### PROBLEM TO SOLVE
The records follow. Give them all back exactly.
+++++
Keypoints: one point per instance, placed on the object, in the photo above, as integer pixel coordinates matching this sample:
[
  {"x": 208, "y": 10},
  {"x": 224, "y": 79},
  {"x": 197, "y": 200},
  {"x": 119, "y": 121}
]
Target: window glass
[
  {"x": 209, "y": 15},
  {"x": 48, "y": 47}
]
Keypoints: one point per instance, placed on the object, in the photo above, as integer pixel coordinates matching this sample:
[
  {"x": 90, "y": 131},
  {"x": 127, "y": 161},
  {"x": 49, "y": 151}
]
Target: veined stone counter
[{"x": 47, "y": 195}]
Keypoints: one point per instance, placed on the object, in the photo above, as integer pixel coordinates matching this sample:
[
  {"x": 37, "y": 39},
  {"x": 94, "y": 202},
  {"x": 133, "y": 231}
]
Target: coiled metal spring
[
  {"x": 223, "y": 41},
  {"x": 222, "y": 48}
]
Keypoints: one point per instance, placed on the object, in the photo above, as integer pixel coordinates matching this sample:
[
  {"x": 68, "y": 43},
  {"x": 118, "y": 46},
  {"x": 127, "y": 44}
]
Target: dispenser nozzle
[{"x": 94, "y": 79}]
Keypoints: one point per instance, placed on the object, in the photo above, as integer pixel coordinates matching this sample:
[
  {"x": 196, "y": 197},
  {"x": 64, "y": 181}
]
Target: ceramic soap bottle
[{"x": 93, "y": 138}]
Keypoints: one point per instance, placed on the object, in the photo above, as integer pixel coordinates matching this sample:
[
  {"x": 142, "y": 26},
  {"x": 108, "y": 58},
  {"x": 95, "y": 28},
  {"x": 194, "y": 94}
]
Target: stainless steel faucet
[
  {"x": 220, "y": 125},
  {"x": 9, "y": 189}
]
+++++
### RESPONSE TO THE EXERCISE
Keypoints: one point per instance, placed on the object, in the photo above, as integer pixel coordinates matching this sample:
[
  {"x": 208, "y": 10},
  {"x": 224, "y": 79},
  {"x": 197, "y": 200},
  {"x": 119, "y": 121}
]
Target: window glass
[
  {"x": 209, "y": 15},
  {"x": 48, "y": 47}
]
Keypoints: one point per instance, placed on the object, in the photo above, as integer pixel coordinates matching this sample:
[
  {"x": 90, "y": 131},
  {"x": 127, "y": 161},
  {"x": 49, "y": 151}
]
Target: veined stone counter
[{"x": 47, "y": 195}]
Keypoints: one point per instance, placed on the object, in the photo above, as integer pixel coordinates matching this sample:
[
  {"x": 37, "y": 39},
  {"x": 94, "y": 202},
  {"x": 133, "y": 231}
]
Target: coiled metal spring
[
  {"x": 223, "y": 41},
  {"x": 222, "y": 48}
]
Keypoints: one point per instance, placed on the object, in the photo above, as integer pixel coordinates matching this sample:
[
  {"x": 68, "y": 43},
  {"x": 118, "y": 46},
  {"x": 127, "y": 44}
]
Target: dispenser nozzle
[{"x": 94, "y": 79}]
Keypoints: one point per instance, placed on the object, in the photo above, as integer pixel coordinates matching this sample:
[
  {"x": 196, "y": 197},
  {"x": 64, "y": 181}
]
Target: ceramic soap bottle
[{"x": 93, "y": 138}]
Keypoints: one point per instance, placed on the object, in the photo above, as integer pixel coordinates matching this sample:
[
  {"x": 142, "y": 26},
  {"x": 108, "y": 58},
  {"x": 95, "y": 28},
  {"x": 194, "y": 94}
]
Target: stainless steel faucet
[
  {"x": 220, "y": 125},
  {"x": 9, "y": 189}
]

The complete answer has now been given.